[Artigo]
Causas e prevenção do deslocamento interno: a perspectiva do CICV

23-10-2009 Declaração oficial

Declaração de Jakob Kellenberger, presidente do CICV. Reunião Especial sobre Pessoas Refugiadas, que Retornam e Deslocadas Internamente na África, Kampala, Uganda, 23 de outubro de 2009.

Sr. Presidente,

Vossas Excelências,

Senhoras e Senhores,

Estamos reunidos hoje para compartilhar não só nossos pontos de vista e experiências de um problema que, de um modo ou de outro, diz respeito a todos nós aqui presentes, mas também para oferecer a estrutura para uma solução desse problema.

A adoção do primeiro tratado internacional para a proteção e assistência aos deslocados internos é de fato uma conquista significativa e a União Africana deve ser elogiada por isso. Reflexo de uma longa história de cooperação entre as nossas respectivas organizações, o CICV esteve envolvido no processo de elaboração desde o início; por isso, é com grande prazer que dirijo algumas palavras a esse prezado público no dia em que oficialmente é concretizado o processo.

Pediram-me para limitar minhas observações das causas e prevenção do deslocamento interno, no entanto me concentrarei mais no segundo tópico.

Vale repetir que o deslocamento interno constitui talvez um dos maiores desafios humanitários mais intimidadores da atualidade. É difícil, senão impossível, medir o impacto sobre muitos milhões de homens, mulheres e crianças deslocados, além de inúmeras famílias acolhedoras e as comunidades residentes. Embora seja notória a dificuldade de conseguir números, ninguém negaria que a África é o continente mais atingido, em termos de número de deslocados internos.

[Dados fornecidos]
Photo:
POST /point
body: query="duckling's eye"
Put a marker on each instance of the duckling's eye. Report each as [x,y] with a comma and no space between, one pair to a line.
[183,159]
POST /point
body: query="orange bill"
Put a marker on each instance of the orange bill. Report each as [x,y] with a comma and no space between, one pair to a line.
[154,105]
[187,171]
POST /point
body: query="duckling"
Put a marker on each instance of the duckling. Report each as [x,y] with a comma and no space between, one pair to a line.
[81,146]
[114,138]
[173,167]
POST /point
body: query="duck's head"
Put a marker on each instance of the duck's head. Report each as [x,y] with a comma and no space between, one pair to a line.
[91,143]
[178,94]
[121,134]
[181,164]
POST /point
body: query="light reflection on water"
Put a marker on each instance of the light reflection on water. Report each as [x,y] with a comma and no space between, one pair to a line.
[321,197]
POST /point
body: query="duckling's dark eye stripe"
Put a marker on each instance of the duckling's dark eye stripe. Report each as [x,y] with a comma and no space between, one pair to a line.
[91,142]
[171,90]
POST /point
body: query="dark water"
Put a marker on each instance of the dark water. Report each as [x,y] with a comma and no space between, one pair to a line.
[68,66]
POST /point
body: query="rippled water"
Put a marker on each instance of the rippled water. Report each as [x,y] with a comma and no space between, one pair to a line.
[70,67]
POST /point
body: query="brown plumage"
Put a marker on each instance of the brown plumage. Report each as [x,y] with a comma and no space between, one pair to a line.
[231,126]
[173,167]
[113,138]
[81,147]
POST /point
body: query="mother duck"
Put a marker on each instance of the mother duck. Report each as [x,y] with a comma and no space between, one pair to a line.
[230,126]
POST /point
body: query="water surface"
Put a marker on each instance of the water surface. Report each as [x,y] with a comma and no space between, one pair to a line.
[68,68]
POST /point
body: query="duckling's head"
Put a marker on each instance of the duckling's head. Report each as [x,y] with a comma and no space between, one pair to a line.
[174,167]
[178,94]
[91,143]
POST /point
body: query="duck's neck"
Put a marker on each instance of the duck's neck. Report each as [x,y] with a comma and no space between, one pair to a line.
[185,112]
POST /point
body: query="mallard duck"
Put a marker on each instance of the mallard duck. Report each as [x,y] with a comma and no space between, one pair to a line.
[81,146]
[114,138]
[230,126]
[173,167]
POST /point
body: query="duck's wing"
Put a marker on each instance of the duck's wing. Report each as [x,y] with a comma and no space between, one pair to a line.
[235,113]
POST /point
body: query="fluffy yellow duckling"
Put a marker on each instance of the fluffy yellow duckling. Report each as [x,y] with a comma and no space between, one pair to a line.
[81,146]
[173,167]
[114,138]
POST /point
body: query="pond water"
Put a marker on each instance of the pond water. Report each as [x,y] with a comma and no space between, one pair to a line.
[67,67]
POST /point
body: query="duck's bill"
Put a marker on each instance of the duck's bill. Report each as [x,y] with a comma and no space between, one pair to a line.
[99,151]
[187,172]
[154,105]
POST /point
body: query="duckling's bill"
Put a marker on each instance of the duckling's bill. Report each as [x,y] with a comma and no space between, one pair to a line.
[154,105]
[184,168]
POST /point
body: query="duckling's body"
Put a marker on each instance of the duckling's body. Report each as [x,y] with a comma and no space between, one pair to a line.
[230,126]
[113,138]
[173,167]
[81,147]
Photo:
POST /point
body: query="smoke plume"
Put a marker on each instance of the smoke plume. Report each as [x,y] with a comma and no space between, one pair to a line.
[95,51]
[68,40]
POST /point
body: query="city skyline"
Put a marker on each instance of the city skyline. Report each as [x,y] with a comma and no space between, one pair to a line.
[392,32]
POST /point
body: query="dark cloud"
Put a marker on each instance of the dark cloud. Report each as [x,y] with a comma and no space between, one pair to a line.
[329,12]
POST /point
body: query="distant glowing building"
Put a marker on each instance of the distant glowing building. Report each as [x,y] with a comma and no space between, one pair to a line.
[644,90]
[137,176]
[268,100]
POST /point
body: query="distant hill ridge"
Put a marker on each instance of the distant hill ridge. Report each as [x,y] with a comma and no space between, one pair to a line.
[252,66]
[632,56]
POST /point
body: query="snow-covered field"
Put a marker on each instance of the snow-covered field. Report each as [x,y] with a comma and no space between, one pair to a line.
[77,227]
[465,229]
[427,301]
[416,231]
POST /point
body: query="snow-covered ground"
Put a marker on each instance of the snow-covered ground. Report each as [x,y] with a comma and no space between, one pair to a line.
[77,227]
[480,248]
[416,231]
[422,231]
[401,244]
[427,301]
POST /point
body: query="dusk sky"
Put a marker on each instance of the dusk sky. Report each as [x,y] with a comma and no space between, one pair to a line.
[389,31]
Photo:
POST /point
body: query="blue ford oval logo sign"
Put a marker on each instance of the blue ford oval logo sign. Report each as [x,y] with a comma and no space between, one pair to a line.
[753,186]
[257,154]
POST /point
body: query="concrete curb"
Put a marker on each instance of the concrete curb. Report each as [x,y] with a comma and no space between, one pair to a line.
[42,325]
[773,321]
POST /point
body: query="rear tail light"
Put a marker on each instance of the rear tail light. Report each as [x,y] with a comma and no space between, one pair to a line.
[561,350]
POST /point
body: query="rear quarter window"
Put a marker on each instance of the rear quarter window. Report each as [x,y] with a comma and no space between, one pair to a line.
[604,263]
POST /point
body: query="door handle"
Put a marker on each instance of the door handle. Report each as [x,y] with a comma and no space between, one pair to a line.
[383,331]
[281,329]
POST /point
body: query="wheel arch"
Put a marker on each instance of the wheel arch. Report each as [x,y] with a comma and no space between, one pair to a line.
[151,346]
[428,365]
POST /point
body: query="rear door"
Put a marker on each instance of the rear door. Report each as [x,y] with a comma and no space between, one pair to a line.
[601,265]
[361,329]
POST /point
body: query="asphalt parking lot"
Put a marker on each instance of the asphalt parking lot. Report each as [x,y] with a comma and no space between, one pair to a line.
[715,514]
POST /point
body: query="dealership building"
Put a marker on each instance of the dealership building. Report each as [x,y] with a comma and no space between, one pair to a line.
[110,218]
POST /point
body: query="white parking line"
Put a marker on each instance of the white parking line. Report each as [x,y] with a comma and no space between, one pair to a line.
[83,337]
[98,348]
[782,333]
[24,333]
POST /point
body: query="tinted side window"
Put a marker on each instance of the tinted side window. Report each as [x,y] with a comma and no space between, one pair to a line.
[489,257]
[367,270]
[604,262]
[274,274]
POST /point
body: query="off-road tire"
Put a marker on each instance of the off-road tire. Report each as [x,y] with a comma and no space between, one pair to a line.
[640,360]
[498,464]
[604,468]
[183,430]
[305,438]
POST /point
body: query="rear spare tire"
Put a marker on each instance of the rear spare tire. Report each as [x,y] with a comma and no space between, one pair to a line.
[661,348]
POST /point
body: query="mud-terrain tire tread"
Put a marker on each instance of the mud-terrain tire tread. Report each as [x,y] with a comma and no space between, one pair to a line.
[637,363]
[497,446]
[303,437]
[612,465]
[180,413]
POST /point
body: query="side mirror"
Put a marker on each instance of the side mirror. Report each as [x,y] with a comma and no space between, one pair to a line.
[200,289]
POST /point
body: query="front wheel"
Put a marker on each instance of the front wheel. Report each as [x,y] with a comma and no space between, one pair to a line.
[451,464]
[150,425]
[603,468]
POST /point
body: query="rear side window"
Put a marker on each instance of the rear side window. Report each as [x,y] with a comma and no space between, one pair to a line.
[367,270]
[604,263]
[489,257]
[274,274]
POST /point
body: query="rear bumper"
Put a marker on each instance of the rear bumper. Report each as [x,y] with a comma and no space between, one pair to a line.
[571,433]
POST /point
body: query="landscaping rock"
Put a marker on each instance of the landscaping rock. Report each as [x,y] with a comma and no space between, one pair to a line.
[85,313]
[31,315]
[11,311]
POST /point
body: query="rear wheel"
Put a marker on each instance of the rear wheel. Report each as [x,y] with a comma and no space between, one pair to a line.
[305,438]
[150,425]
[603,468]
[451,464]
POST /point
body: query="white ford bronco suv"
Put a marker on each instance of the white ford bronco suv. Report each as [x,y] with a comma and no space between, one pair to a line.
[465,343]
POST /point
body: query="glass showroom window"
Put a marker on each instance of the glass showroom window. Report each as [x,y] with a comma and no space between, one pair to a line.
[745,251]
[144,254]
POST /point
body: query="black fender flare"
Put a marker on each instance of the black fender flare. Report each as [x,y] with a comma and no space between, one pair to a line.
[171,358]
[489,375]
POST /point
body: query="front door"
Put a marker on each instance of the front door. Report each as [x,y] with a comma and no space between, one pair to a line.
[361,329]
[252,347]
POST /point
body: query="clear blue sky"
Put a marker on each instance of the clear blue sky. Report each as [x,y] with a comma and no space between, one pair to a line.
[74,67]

[Tarefas]
(A) Liste todas as formas de tratamento usadas para se dirigir ao público no início da declaração.
(B) Responda com base na declaração:
(i) Em que cidade e em que data a declaração foi feita?
(ii) Que organização a declaração elogia pela adoção do primeiro tratado internacional para a proteção e assistência aos deslocados internos?
(iii) Que continente a declaração aponta como o mais atingido em número de deslocados internos?

[Respostas por tarefa]
(A) As formas de tratamento são "Sr. Presidente", "Vossas Excelências" e "Senhoras e Senhores".

(B)
(i) A declaração foi feita em Kampala, Uganda, em 23 de outubro de 2009.
(ii) A organização elogiada é a União Africana.
(iii) O continente apontado é a África.